╭─ EXTRACT

If the sum of Lost Earnings and any interest on Lost Earnings
exceeds $100,000, applicants must then re-determine the amount of Lost
Earnings and any interest on Lost Earnings using the same method
discussed above, but substituting the applicable underpayment rates
under section 6621(c)(1) of the Code for the rates previously used
under section 6621(a)(2). These rates also are displayed on EBSA's Web
site and will be updated when necessary.
Applicants either may use the Online Calculator to facilitate the
calculation of these Lost Earnings amounts, as explained below, or
perform the calculation manually. In either case, information
sufficient to verify the correctness of the amounts to be paid to the
plan must be included as part of the VFC Program application.
(b) Restoration of Profits Component
In a limited set of circumstances, Plan Officials are required to
determine Restoration of Profits as a correction amount component.
Under the original VFC Program, Plan Officials generally calculated
Restoration of Profits when a breach involved the use of the Principal
Amount by a fiduciary, plan sponsor or other Plan Official for a
specific purpose resulting in an actual profit that could be
determined. Plan Officials were required to compare this actual profit
to a second amount that assumed that the Principal Amount had earned
interest at a rate defined in section 6621 of the Code. The higher of
these two amounts was defined as Restoration of Profits. Plan Officials
were then required to compare this Restoration of Profits amount to the
Lost Earnings amount and restore the higher amount to the plan.
In an effort to simplify this component of the correction amount,
EBSA is revising the Program to require the calculation of a
Restoration of Profits amount only when the Principal Amount was used
by a fiduciary, plan sponsor or other Plan Official for a specific
purpose such that a profit resulting from the breach is determinable.
EBSA's experience suggests that more commonly, the Principal Amount is
commingled with other funds of the plan sponsor or a fiduciary, so that
a profit from the use of the Principal Amount cannot definitively be
determined. As a consequence, EBSA anticipates that applicants under
the revised Program will be using the simplified Lost Earnings
calculation more frequently than Restoration of Profits.
Under the revised Program, Restoration of Profits is defined to
incorporate two amounts: (i) The amount of profit made on the use of
the Principal Amount, and (ii) if the profit is restored to the plan on
a date later than the date on which the profit was realized (i.e.,
received or determined), the amount of interest earned on such profit
from the date the profit was realized to the date on which the profit
is restored to the plan. Under the original Program, Plan Officials
would have had to calculate and compare two assumed amounts of interest
and then include the greater of these two amounts in Restoration of
Profits.

╰─

SHORT EXERCISE A:
Answer these questions from the passage on the VFC Program:
(i) When the sum of Lost Earnings and any interest on Lost Earnings exceeds $100,000, the applicable underpayment rates under which section of the Code are substituted?
(ii) In EBSA's experience, with what is the Principal Amount more commonly commingled?
(iii) Under the original VFC Program, the actual profit was compared with an amount that assumed the Principal Amount had earned interest at a rate defined in which section of the Code?

╭─ DATA LISTING

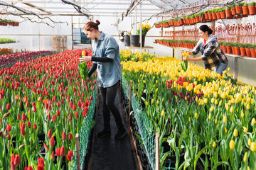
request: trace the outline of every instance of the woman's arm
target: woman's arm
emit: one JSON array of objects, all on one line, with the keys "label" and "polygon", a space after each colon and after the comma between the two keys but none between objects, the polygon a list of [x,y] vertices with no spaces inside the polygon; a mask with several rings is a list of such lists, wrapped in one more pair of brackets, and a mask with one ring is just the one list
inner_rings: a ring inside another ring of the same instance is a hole
[{"label": "woman's arm", "polygon": [[95,72],[95,70],[97,69],[97,64],[96,63],[93,63],[92,67],[90,67],[89,72],[88,72],[88,77],[90,78],[92,73],[94,73],[94,72]]},{"label": "woman's arm", "polygon": [[191,58],[189,57],[185,57],[183,56],[183,60],[186,61],[194,61],[194,62],[198,62],[198,61],[203,61],[203,57],[197,57],[197,58]]}]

╰─

SHORT EXERCISE B:
Rewrite the entries from their start through the line containing "inner_rings: a ring", with "instance" changed to "occurrence" and everything else kept the same. Omit the pictures.

ANSWER A:
(i) Section 6621(c)(1) of the Code
(ii) Other funds of the plan sponsor or a fiduciary
(iii) Section 6621 of the Code

ANSWER B:
request: trace the outline of every occurrence of the woman's arm
target: woman's arm
emit: one JSON array of objects, all on one line, with the keys "label" and "polygon", a space after each colon and after the comma between the two keys but none between objects, the polygon a list of [x,y] vertices with no spaces inside the polygon; a mask with several rings is a list of such lists, wrapped in one more pair of brackets, and a mask with one ring is just the one list
inner_rings: a ring inside another ring of the same occurrence is a hole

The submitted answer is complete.